*Data for processing*.

# # # #

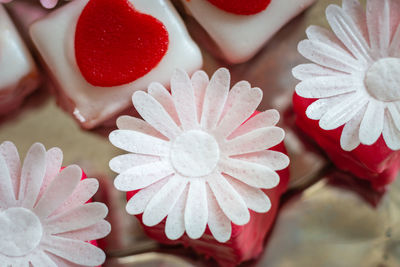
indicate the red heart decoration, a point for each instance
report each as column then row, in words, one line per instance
column 115, row 44
column 241, row 7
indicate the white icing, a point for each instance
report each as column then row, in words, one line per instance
column 16, row 62
column 20, row 230
column 240, row 37
column 44, row 211
column 54, row 38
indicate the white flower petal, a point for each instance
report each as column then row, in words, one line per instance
column 349, row 138
column 137, row 142
column 183, row 97
column 75, row 251
column 254, row 198
column 196, row 211
column 356, row 11
column 326, row 86
column 58, row 191
column 138, row 125
column 175, row 223
column 319, row 34
column 348, row 32
column 343, row 112
column 155, row 114
column 93, row 232
column 272, row 159
column 257, row 140
column 77, row 218
column 391, row 135
column 372, row 124
column 142, row 176
column 328, row 56
column 163, row 202
column 124, row 162
column 60, row 262
column 241, row 103
column 82, row 193
column 394, row 49
column 318, row 108
column 308, row 71
column 229, row 200
column 394, row 112
column 262, row 119
column 139, row 201
column 41, row 259
column 7, row 197
column 215, row 98
column 378, row 21
column 54, row 157
column 32, row 175
column 199, row 82
column 253, row 174
column 219, row 225
column 161, row 94
column 11, row 156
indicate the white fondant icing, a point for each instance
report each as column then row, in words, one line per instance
column 240, row 37
column 18, row 73
column 54, row 38
column 194, row 159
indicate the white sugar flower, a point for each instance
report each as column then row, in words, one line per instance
column 356, row 75
column 192, row 160
column 44, row 220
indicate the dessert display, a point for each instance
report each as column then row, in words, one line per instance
column 348, row 99
column 240, row 28
column 202, row 166
column 21, row 77
column 100, row 52
column 198, row 173
column 45, row 219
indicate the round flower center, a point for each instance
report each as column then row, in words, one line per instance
column 20, row 232
column 383, row 79
column 195, row 153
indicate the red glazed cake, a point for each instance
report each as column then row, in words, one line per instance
column 199, row 172
column 101, row 51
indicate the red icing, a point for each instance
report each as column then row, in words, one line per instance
column 376, row 163
column 115, row 44
column 241, row 7
column 246, row 242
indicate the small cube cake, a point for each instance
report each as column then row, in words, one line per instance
column 101, row 51
column 18, row 73
column 240, row 28
column 203, row 168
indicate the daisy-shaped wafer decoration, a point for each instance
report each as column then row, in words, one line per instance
column 44, row 220
column 192, row 160
column 356, row 72
column 45, row 3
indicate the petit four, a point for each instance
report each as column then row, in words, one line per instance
column 240, row 28
column 45, row 217
column 204, row 169
column 101, row 51
column 348, row 99
column 18, row 73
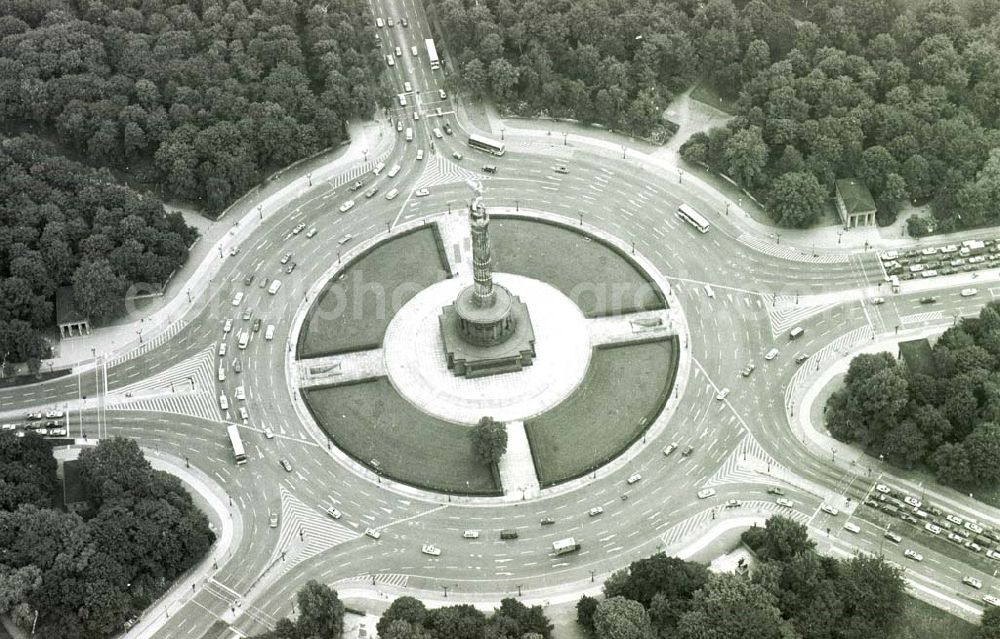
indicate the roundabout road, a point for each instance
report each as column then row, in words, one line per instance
column 743, row 445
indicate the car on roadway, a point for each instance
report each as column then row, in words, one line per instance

# # # #

*Work order*. Would you give the data above again word for word, minus the pictures?

*Answer space*.
indicate the red heart decoration, a point for each instance
report each as column then row, in words, one line per instance
column 115, row 44
column 241, row 7
indicate the white icing, a point for each instance
report each as column then row, in words, one line per instance
column 16, row 62
column 20, row 230
column 240, row 37
column 44, row 211
column 54, row 38
indicate the white flower petal, a point for each instance
report each as column then row, in words, one line per instance
column 349, row 138
column 137, row 142
column 183, row 97
column 75, row 251
column 254, row 198
column 196, row 211
column 356, row 11
column 326, row 86
column 58, row 191
column 138, row 125
column 175, row 223
column 319, row 34
column 348, row 32
column 343, row 112
column 155, row 114
column 93, row 232
column 272, row 159
column 257, row 140
column 77, row 218
column 391, row 135
column 372, row 124
column 142, row 176
column 328, row 56
column 163, row 202
column 124, row 162
column 60, row 262
column 241, row 103
column 82, row 193
column 394, row 49
column 318, row 108
column 308, row 71
column 229, row 200
column 394, row 112
column 262, row 119
column 139, row 201
column 41, row 259
column 7, row 197
column 215, row 98
column 378, row 21
column 54, row 157
column 32, row 175
column 199, row 82
column 253, row 174
column 219, row 225
column 161, row 94
column 11, row 156
indicate the white fondant icing, a point for each instance
report each as column then row, in words, one line per instance
column 240, row 37
column 18, row 73
column 54, row 38
column 194, row 159
indicate the white sugar flower, a point for each instance
report each as column then row, in words, one line per instance
column 356, row 75
column 192, row 160
column 44, row 220
indicate the dessert display, a point for each instance
report each as column then row, in words, one line per instance
column 348, row 99
column 240, row 28
column 202, row 166
column 21, row 77
column 100, row 52
column 198, row 173
column 45, row 219
indicate the round flower center, a point for each instance
report each as column then row, in words, one line per instance
column 20, row 232
column 383, row 79
column 195, row 153
indicate the red glazed cake, a point for each instance
report each as column then row, in words, one line per instance
column 199, row 172
column 101, row 51
indicate the red icing, a point for each instance
report each as column then row, in words, one line per instance
column 376, row 163
column 115, row 44
column 241, row 7
column 246, row 242
indicate the small cube cake, a point for each instance
report each as column then row, in words, one line per instance
column 101, row 51
column 18, row 73
column 240, row 28
column 203, row 168
indicate the daisy-shaped wafer decoration, a point for each instance
report each as column then row, in words, one line per instance
column 44, row 220
column 192, row 160
column 356, row 72
column 45, row 3
indicate the petit four, a point for each instance
report each as column then row, in words, one line per instance
column 240, row 28
column 45, row 217
column 204, row 169
column 101, row 51
column 348, row 99
column 18, row 73
indicate the roundabout road, a point for each instance
report each as column then row, in words, one line per instance
column 743, row 445
indicate the car on roadway, a point for each instance
report each as column then row, in words, one line per instance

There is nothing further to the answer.